*Elenco delle consegne*
1) Rispondi a queste domande sul testo dedicato a Valier.
(a) In quale data arrivò la sua nomina cardinalizia?
(b) A partire da quale anno ebbe come coadiutore il nipote Alberto Valier?
(c) In quale chiesa di Roma furono accolte inizialmente le sue spoglie?
2) Trascrivi dal testo dedicato a Valier tutto il passo che va da "Più volte tra" fino a "rettori della città.".

*Testo di lettura*
============

Tra il 1578 e il 1583 fu impegnato in Dalmazia, Istria e in diverse diocesi del nord Italia (Chioggia, Venezia, Padova, Vicenza, Trieste) in qualità di visitatore apostolico. Questo sessennio, nel corso del quale si assentò per lunghi periodi dalla sua diocesi, lo preparò alle sfide che si sarebbe trovato ad affrontare all’indomani della nomina cardinalizia, arrivata il 2 dicembre 1583, a seguito della quale dovette gestire contemporaneamente il fronte della cura pastorale e quello degli incarichi presso la curia romana. Presto fu chiamato a far parte della Congregazione dei Riti e della Congregazione dell’Indice, dove sedette accanto al giovane Federico Borromeo, rispetto al quale rivestì il ruolo di mentore all’indomani della morte di Carlo Borromeo e con il quale condivise la frequentazione dell’Oratorio di S. Maria in Vallicella, seminario spirituale animato da Filippo Neri, celebrato da Valier nel noto scritto Philippus sive de christiana laetitia3. Tra gli impegni che lo assorbirono maggiormente in questi ultimi anni va ricordata soprattutto l’elaborazione dell’indice dei libri proibiti clementino, di cui seguì anche le prime fasi di applicazione a livello locale. Nella veste di censore egli invitò a quella posizione di autocensura che aveva illustrato ampiamente nel noto scritto De cautione adhibenda in edendis libri4, una sorta di autobiografia e insieme testamento spirituale, nella quale si rivolgeva all’amico di una vita Silvio Antoniano come confidente e testimone del suo percorso esistenziale, intellettuale e spirituale. Nonostante i frequenti e prolungati soggiorni a Roma Valier riuscì a mantenere un solido legame con la sua diocesi, agevolato in questo – a partire dal 1589 – anche dall’assegnazione di un capace coadiutore, il nipote Alberto Valier, che poi alla sua morte avrebbe ereditato la cattedra episcopale veronese.
Più volte tra i papabili, morì il 23 maggio 1606, fortemente provato dalla vicenda dell’interdetto comminato da Paolo V alla Repubblica di Venezia, che non ebbe la ventura di vedere superata. Le sue spoglie furono accolte inizialmente presso la chiesa di san Marco a Roma, suo primo titolo cardinalizio, e poi trasferite presso la cattedrale di Verona, all’interno di un imponente monumento funebre commissionato dai rettori della città.

============

*Voci del materiale*
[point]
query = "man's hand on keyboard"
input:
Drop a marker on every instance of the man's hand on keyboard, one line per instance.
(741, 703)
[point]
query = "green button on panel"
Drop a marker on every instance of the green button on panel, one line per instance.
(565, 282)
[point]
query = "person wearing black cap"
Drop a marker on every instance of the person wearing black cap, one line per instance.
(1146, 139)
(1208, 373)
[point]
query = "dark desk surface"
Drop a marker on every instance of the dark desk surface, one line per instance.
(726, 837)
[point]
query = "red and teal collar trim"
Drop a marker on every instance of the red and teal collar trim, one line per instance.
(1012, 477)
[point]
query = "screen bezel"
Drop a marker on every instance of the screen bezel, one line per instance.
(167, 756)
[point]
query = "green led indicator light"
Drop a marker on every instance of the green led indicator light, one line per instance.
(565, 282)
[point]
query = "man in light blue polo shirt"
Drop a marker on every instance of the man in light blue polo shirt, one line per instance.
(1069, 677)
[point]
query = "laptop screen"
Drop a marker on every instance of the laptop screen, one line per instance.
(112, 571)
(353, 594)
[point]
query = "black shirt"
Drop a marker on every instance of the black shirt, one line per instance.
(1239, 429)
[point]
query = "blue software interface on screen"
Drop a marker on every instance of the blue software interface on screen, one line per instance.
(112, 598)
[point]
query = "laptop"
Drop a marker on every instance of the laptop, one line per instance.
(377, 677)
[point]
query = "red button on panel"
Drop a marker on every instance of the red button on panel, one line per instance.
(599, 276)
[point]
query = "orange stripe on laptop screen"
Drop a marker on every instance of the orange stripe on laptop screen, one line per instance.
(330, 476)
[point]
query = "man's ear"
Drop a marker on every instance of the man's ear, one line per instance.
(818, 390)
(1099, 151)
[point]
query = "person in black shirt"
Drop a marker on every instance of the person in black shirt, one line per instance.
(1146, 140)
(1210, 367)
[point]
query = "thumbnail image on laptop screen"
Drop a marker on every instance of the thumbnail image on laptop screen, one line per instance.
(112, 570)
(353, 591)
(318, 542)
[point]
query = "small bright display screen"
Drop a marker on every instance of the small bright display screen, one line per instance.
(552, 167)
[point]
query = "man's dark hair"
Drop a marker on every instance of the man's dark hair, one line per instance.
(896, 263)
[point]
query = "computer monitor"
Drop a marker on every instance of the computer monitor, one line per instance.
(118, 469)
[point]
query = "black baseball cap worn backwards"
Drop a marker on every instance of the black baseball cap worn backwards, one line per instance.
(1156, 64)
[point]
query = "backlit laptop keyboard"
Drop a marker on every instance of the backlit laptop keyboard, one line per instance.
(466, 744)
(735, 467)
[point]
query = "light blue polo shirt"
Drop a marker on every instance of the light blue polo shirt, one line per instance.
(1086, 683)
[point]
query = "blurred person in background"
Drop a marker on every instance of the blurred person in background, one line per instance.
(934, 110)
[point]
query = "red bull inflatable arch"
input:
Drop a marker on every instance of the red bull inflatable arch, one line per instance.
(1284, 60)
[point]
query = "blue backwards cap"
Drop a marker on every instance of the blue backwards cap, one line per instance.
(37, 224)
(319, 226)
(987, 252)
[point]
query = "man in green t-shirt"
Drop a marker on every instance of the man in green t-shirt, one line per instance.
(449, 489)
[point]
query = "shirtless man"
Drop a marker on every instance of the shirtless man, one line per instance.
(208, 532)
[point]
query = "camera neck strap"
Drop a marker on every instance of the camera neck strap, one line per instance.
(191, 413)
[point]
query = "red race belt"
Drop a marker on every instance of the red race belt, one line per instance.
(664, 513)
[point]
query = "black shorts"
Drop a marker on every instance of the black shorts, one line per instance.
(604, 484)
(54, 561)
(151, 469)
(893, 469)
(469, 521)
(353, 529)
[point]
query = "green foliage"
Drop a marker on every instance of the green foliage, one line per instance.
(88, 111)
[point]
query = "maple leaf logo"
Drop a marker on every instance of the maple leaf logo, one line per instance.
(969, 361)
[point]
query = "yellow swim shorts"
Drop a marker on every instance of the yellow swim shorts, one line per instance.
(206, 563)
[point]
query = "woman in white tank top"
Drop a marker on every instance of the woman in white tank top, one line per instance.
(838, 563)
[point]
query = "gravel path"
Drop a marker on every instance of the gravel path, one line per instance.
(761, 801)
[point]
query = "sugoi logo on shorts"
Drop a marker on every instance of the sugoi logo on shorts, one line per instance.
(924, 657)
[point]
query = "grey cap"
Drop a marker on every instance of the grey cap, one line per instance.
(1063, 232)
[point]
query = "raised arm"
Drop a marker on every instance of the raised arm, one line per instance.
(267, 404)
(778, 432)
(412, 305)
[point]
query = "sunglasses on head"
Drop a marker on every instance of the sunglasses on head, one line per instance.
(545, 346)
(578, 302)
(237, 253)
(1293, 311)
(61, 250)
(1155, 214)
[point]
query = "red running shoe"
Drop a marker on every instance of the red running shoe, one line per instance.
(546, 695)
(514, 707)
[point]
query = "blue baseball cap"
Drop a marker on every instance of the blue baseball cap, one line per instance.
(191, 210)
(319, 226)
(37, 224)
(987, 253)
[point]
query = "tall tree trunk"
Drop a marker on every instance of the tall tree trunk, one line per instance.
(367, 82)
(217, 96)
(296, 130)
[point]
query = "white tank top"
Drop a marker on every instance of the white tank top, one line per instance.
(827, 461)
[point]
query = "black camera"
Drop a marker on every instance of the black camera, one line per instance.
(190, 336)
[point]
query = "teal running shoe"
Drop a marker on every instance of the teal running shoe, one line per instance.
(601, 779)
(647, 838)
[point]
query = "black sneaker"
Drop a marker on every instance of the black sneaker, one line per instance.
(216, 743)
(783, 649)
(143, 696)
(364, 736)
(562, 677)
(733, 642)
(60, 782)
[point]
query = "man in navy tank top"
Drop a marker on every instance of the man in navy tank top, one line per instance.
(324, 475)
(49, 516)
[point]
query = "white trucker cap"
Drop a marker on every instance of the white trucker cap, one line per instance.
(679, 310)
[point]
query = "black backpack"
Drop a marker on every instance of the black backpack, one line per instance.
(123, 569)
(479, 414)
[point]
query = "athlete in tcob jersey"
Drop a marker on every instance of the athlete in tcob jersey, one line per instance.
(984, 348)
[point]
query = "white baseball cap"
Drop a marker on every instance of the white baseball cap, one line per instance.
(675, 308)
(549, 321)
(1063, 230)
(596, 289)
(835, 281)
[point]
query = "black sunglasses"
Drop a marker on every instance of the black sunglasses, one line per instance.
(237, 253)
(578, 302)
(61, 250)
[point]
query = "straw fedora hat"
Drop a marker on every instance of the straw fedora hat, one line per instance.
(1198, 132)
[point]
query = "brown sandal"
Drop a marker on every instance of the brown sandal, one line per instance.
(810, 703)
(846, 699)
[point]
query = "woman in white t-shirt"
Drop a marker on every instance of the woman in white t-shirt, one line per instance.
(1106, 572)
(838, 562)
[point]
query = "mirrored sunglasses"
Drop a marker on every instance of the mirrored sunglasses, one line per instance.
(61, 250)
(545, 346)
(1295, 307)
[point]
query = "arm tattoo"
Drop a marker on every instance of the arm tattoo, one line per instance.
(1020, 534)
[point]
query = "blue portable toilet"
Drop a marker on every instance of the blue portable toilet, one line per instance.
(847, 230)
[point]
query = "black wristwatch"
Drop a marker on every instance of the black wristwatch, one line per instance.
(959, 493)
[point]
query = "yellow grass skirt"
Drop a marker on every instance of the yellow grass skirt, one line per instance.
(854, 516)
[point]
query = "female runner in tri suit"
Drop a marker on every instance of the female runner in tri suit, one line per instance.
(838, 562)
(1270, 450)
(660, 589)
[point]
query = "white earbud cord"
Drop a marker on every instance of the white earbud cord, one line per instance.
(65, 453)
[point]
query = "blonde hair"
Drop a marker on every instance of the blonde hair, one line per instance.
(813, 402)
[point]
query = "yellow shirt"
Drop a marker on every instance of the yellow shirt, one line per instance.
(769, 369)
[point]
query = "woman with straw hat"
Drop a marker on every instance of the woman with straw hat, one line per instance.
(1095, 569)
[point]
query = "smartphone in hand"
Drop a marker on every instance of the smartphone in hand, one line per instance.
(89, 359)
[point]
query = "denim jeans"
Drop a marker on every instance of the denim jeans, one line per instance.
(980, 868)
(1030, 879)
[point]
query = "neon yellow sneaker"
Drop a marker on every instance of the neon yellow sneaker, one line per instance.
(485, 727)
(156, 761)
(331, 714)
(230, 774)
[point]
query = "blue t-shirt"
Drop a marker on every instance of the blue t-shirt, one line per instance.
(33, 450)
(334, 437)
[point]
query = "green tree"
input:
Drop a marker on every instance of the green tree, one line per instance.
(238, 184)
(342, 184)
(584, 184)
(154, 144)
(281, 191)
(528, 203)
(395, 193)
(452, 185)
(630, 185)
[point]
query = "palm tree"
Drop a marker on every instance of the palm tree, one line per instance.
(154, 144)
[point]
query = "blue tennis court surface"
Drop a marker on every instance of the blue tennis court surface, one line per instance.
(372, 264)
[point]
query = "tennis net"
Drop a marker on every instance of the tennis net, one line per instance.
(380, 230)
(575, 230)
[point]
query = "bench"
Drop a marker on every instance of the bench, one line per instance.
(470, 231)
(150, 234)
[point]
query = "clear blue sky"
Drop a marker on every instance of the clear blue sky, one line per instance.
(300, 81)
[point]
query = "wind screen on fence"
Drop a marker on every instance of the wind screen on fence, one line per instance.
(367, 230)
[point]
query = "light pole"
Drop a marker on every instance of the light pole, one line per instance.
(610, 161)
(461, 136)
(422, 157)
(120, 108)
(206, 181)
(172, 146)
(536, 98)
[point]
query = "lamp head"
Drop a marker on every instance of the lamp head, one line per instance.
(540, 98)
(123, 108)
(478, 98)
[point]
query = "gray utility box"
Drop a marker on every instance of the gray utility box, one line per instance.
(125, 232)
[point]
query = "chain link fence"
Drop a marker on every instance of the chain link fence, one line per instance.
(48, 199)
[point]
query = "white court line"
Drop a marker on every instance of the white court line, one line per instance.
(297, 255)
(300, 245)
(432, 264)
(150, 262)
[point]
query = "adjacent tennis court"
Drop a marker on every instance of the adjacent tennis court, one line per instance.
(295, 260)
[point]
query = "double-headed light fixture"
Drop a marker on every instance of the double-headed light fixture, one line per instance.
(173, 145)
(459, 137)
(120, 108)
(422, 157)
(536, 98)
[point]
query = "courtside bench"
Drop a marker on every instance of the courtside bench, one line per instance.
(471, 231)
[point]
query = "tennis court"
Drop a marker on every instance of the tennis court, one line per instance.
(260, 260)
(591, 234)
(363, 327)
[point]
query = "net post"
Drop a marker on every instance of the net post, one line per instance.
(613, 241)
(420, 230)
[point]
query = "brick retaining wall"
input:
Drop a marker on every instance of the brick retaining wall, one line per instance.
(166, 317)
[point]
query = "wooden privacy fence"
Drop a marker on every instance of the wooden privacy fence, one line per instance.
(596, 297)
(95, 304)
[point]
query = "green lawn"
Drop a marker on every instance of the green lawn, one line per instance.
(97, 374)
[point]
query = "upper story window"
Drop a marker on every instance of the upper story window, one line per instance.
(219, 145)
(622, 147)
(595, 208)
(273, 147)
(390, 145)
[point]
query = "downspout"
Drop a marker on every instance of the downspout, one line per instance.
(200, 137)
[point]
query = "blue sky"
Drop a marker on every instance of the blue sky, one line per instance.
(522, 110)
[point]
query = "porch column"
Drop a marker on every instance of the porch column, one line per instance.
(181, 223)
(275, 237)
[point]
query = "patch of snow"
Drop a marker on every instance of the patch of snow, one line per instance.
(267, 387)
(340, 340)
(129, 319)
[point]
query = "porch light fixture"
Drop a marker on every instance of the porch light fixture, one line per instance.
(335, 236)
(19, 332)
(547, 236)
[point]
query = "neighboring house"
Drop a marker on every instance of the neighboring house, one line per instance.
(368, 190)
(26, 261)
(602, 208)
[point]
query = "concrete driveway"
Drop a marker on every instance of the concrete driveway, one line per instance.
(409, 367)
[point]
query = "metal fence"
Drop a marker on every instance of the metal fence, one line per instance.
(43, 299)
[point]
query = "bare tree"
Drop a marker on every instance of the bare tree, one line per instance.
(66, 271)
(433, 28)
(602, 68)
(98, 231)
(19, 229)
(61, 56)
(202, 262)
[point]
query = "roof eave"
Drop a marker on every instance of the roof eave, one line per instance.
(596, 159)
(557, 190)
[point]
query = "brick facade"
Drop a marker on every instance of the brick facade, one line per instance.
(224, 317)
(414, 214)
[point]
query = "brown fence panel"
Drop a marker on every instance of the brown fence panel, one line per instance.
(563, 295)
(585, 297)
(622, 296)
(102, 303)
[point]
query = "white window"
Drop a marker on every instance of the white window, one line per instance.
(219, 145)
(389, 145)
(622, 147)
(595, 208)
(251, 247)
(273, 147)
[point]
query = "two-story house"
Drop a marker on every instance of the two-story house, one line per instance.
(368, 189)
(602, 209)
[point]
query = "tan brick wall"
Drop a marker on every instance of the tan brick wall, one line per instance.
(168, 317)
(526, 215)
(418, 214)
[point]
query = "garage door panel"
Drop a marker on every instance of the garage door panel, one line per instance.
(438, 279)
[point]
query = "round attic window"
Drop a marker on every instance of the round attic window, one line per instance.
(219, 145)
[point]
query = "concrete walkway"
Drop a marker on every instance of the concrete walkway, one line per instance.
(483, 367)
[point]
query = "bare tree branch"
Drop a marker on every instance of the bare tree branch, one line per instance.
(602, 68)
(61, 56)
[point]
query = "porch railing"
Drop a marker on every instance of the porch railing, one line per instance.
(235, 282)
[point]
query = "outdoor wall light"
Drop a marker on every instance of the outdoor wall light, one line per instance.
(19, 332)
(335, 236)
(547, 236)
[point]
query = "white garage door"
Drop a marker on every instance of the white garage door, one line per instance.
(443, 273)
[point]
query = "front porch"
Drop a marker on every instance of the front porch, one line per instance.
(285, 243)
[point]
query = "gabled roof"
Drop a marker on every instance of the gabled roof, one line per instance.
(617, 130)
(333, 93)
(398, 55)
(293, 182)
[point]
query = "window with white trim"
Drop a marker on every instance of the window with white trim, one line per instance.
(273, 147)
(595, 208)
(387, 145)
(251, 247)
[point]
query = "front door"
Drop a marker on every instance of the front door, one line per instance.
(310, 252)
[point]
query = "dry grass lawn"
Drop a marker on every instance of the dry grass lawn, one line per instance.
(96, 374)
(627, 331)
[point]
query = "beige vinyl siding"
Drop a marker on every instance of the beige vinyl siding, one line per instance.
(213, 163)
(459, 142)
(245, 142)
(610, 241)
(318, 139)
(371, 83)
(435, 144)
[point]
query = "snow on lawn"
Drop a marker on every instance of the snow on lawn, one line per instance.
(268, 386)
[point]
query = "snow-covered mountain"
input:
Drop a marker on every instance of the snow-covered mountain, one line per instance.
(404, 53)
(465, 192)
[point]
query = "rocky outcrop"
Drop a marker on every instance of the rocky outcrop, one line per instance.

============

*Soluzioni complete*
1)
(a) Il 2 dicembre 1583.
(b) Dal 1589.
(c) Nella chiesa di san Marco.

2)
Più volte tra i papabili, morì il 23 maggio 1606, fortemente provato dalla vicenda dell’interdetto comminato da Paolo V alla Repubblica di Venezia, che non ebbe la ventura di vedere superata. Le sue spoglie furono accolte inizialmente presso la chiesa di san Marco a Roma, suo primo titolo cardinalizio, e poi trasferite presso la cattedrale di Verona, all’interno di un imponente monumento funebre commissionato dai rettori della città.